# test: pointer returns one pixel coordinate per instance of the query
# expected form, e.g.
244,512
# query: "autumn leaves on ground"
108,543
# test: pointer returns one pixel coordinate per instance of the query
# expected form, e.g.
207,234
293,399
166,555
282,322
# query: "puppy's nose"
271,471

·····

TASK INSTRUCTIONS: Would you please return all of the data exactly?

RESULT:
# test: pointer returns one pixel coordinate per instance of the query
# expected form, e.g.
244,512
# query: "autumn leaves on ground"
108,543
# test: pointer returns one pixel coordinate per instance of the query
# expected form, e.g.
207,234
293,399
166,555
282,322
# query: "puppy's nose"
271,471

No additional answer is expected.